## Work to be completed
Please restate the following records word for word.

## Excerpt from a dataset
- - -

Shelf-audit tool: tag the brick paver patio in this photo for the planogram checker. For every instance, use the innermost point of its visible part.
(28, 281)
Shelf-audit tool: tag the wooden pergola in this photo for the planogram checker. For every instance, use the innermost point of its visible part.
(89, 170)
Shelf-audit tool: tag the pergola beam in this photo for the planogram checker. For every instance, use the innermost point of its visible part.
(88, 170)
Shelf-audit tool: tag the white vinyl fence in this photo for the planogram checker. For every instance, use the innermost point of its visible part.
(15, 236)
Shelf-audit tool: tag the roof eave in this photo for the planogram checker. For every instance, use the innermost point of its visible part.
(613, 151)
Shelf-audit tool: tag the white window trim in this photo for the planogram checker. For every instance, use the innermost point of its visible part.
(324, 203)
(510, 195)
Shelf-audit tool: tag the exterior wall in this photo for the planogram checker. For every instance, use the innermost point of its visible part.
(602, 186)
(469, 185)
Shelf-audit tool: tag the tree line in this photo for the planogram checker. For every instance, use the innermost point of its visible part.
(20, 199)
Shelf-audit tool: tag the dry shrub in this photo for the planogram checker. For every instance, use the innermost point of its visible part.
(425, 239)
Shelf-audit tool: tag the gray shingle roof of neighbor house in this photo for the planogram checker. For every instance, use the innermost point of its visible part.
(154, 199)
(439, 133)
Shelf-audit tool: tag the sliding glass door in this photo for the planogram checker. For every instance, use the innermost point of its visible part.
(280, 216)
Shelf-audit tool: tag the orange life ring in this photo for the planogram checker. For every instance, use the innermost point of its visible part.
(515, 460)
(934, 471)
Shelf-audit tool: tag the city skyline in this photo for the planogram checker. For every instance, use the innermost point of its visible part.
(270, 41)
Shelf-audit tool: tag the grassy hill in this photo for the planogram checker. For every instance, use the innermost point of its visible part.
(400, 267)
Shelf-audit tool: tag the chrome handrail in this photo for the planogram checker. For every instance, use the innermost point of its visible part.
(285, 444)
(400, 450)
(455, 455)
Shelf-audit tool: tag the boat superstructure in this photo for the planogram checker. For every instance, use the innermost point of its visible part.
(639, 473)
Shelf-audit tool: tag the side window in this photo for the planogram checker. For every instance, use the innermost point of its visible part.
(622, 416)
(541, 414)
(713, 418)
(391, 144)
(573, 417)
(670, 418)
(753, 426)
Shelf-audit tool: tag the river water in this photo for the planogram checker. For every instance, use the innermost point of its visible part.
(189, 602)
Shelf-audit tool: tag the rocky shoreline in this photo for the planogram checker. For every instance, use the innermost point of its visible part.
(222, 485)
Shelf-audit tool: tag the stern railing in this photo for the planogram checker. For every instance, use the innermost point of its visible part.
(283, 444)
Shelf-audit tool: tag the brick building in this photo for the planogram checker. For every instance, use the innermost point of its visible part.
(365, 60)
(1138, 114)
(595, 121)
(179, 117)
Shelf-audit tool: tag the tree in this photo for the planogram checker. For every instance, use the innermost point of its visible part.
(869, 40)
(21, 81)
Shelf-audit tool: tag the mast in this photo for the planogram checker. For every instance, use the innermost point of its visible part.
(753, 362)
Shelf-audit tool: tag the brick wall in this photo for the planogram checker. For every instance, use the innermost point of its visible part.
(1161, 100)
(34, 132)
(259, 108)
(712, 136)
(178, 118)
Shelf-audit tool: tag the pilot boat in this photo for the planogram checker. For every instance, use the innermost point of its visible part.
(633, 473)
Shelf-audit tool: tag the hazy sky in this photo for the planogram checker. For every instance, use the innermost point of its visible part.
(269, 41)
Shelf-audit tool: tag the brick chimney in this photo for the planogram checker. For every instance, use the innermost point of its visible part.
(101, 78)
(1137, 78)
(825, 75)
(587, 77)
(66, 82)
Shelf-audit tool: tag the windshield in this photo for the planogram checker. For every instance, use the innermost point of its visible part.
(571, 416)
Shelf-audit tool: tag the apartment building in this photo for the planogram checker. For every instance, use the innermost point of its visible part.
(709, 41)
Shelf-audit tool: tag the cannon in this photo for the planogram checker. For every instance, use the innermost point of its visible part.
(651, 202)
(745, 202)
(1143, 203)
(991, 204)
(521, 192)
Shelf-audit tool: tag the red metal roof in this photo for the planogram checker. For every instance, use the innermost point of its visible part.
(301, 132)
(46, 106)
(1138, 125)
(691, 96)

- - -

## Expected answer
Shelf-audit tool: tag the brick paver patio in this photo for the planogram checker. For every instance, use the innermost point of its visible part.
(28, 281)
Shelf-audit tool: tag the wooden pergola in this photo for the planogram checker. For every instance, use the innermost point of its visible part.
(89, 170)
Shelf-audit tool: tag the pergola beam in this photo for the planogram checker. For every instance, use the innermost point of its visible part.
(88, 170)
Shelf-audit tool: tag the white vinyl fence in this photo for the planogram checker. For every instance, use the innermost point of its visible part.
(15, 236)
Shelf-audit tool: tag the roof eave in this photo for the planogram checker. For every instance, use the innermost point of its visible part.
(613, 151)
Shelf-audit tool: tag the white window trim in this photo for the planogram checker. For every instance, use the innermost point of its visible part.
(324, 203)
(510, 195)
Shelf-audit tool: tag the exterior wall in this photo for the planogram checker. For every instance, use the innermost point of its visible part.
(602, 186)
(469, 185)
Shelf-audit tool: tag the tree line in this photo for the planogram checker. For every instance, use the innermost point of its visible part.
(20, 199)
Shelf-audit tool: tag the dry shrub in this photo for the planogram checker. For every instance, use the innermost point of its visible part.
(425, 239)
Shelf-audit tool: tag the gray shingle roof of neighbor house in this photo for the planogram checker. For every instance, use the innermost point of its visible part.
(154, 199)
(439, 133)
Shelf-audit tool: tag the sliding glass door in this photo for the planogram checker. For every instance, use the innermost point of its visible part.
(280, 216)
Shelf-audit tool: tag the orange life ring in this photo for the planogram checker. For every instance, use the innermost point of its visible part.
(515, 460)
(934, 471)
Shelf-audit tool: tag the city skyline in this photo for the planogram checker. For every instance, use the innermost point of its visible part.
(270, 41)
Shelf-audit tool: tag the grassy hill in this photo for the planogram checker. For every instance, use the innermost point of its visible part.
(400, 267)
Shelf-audit tool: tag the chrome handrail in this photo for the planogram checker. For every instance, use the innermost point of its visible part.
(285, 444)
(400, 450)
(455, 455)
Shelf-audit tool: tag the boat superstructure in this photo for the planogram checker. For every instance, use the innermost point of its visible part.
(639, 473)
Shelf-audit tool: tag the side window in this photo for the planogram checker. For every instance, use the innermost point of its visible part.
(622, 416)
(541, 414)
(713, 418)
(391, 144)
(573, 417)
(670, 418)
(753, 426)
Shelf-audit tool: tag the river water in this photo for the planogram checker. For every instance, use the innermost point of its visible part.
(189, 602)
Shelf-audit tool: tag the rocky shoreline in this photo for the planogram checker. For every instance, use the innermost point of its visible part.
(222, 485)
Shelf-audit tool: tag the stern railing in this photo for the planogram checker. For every instance, use the innermost point of its visible part.
(283, 444)
Shelf-audit tool: tag the brick building in this photo for the planogram checker. For every instance, use the innermost point of its visible part.
(365, 60)
(1138, 114)
(595, 121)
(179, 117)
Shelf-audit tool: tag the tree in this photo for the planogram checker. For every instance, use the innermost point of its visible part.
(869, 40)
(21, 81)
Shelf-audit tool: tag the mast in this photo for the planogram checker. For every instance, use the innermost point of its visible part.
(753, 362)
Shelf-audit tool: tag the brick wall in this photo for the planogram checker. For every instance, use the innermost point of its visible part.
(1161, 100)
(34, 132)
(259, 108)
(712, 136)
(178, 118)
Shelf-audit tool: tag the pilot boat in this photo for the planogram checker. For every instance, use the innermost point of its visible part.
(633, 473)
Shelf-audit tool: tag the hazy sky in this photo for the planogram checker. For every instance, use the innermost point of its visible part.
(269, 41)
Shelf-audit tool: tag the brick chimney in this photo for the planogram checker. For every instance, use the innermost point of its visible part.
(101, 78)
(1137, 78)
(825, 75)
(587, 77)
(66, 82)
Shelf-audit tool: tag the windshield in this photo for the planogram checker. For every instance, use the innermost point of its visible part.
(571, 416)
Shelf-audit tool: tag the apartment building in this photo for the planogram checker. For every instance, use the innermost point of its visible part.
(709, 41)
Shelf-audit tool: tag the cannon in this photo for the planogram checker. For every instance, use the innermost point of its visible part.
(651, 202)
(745, 202)
(1143, 203)
(991, 204)
(521, 192)
Shelf-audit tool: tag the red metal roof in this photo for the planogram checker. For every instance, use the innermost point of its visible part.
(301, 132)
(46, 106)
(1138, 125)
(691, 96)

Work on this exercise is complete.